■ **Your task**
Set out every line of the rows below as a single numbered list, omitting any blank lines.

■ **Excerpted records**
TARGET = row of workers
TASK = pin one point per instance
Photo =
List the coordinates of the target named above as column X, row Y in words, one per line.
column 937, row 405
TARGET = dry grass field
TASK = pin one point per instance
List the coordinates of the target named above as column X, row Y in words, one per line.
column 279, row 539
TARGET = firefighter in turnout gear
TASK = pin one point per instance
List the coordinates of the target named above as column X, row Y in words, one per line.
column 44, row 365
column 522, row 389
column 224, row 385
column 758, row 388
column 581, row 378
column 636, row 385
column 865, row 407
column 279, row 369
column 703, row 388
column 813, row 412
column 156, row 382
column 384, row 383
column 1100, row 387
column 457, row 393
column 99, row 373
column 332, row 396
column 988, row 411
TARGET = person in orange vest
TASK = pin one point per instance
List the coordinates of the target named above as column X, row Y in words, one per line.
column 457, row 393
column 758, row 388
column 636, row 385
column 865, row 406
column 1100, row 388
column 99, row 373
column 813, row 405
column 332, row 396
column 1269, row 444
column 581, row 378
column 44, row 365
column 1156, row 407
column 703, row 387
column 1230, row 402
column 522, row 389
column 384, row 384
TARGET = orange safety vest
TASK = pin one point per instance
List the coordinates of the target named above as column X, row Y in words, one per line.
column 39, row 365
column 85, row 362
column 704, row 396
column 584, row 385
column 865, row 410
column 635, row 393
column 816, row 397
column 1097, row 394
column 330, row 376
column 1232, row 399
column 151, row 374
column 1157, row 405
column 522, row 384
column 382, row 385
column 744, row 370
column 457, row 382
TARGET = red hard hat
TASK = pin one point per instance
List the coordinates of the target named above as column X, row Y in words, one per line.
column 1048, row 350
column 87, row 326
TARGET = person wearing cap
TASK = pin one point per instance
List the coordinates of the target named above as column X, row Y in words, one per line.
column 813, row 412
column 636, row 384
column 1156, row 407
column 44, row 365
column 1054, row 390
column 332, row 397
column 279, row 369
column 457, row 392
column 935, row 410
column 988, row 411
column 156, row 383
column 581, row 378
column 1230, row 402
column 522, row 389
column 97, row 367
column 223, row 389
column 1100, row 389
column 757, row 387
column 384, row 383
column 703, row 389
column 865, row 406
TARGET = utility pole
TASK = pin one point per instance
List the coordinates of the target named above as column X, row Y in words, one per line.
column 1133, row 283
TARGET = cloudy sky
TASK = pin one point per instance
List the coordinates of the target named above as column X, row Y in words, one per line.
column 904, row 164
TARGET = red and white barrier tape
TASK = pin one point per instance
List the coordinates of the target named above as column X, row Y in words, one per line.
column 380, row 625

■ **Result for this task**
1. TARGET = row of workers
2. TASK = pin one point per instance
3. Photo =
4. List the coordinates of the target named above as column X, row Y in words, one per line.
5. column 937, row 405
6. TARGET = dry grass field
7. TASK = pin one point per instance
8. List the coordinates of the target named above as column X, row Y in words, one per line.
9. column 279, row 539
10. TARGET = firefighter in turnout gear
11. TASK = pin one point per instance
12. List the coordinates of the target named above as column X, row Y in words, one per line.
13. column 44, row 365
14. column 522, row 389
15. column 224, row 385
16. column 758, row 388
17. column 581, row 378
18. column 636, row 385
19. column 865, row 407
20. column 279, row 369
21. column 703, row 388
22. column 813, row 412
23. column 156, row 382
24. column 384, row 383
25. column 1100, row 387
26. column 457, row 393
27. column 99, row 373
28. column 332, row 396
29. column 988, row 411
30. TARGET = person in orange vest
31. TASK = pin one point per instance
32. List the coordinates of the target named above as column X, row Y in words, one per line.
33. column 457, row 393
34. column 758, row 388
35. column 636, row 385
36. column 865, row 406
37. column 1100, row 388
38. column 99, row 373
39. column 813, row 405
40. column 332, row 396
41. column 1269, row 444
42. column 581, row 378
43. column 44, row 365
44. column 1156, row 407
45. column 703, row 387
46. column 1230, row 402
47. column 522, row 389
48. column 384, row 384
49. TARGET = orange safety vest
50. TASK = pin one point per instance
51. List the coordinates of the target named above as column X, row Y in words, one per line.
52. column 39, row 365
53. column 85, row 362
54. column 704, row 396
55. column 584, row 385
56. column 865, row 410
57. column 635, row 393
58. column 816, row 397
59. column 1097, row 394
60. column 330, row 376
61. column 1232, row 399
62. column 151, row 374
63. column 1157, row 405
64. column 522, row 384
65. column 382, row 385
66. column 744, row 370
67. column 457, row 382
68. TARGET = red hard hat
69. TASK = pin one point per instance
70. List the coordinates of the target named above as column X, row Y in words, one per line.
71. column 1048, row 350
72. column 87, row 326
73. TARGET = person wearing cap
74. TASK = pin one point per instance
75. List the coordinates of the target named above as column X, row Y in words, one per line.
76. column 813, row 412
77. column 636, row 384
78. column 1156, row 407
79. column 44, row 365
80. column 1054, row 390
81. column 332, row 397
82. column 279, row 369
83. column 457, row 392
84. column 935, row 410
85. column 988, row 411
86. column 156, row 383
87. column 581, row 378
88. column 1230, row 402
89. column 522, row 389
90. column 97, row 367
91. column 223, row 389
92. column 1100, row 389
93. column 757, row 387
94. column 384, row 383
95. column 703, row 389
96. column 865, row 406
97. TARGET = utility pole
98. TASK = pin one point per instance
99. List the coordinates of the target named above as column X, row Y in words, one per line.
100. column 1133, row 283
101. TARGET = cloudy sky
102. TASK = pin one point per instance
103. List the coordinates of the target named above as column X, row Y in words, one per line.
104. column 904, row 164
105. TARGET = red and white barrier tape
106. TASK = pin one point per instance
107. List the coordinates of the target named above as column X, row Y in words, one per line.
108. column 380, row 625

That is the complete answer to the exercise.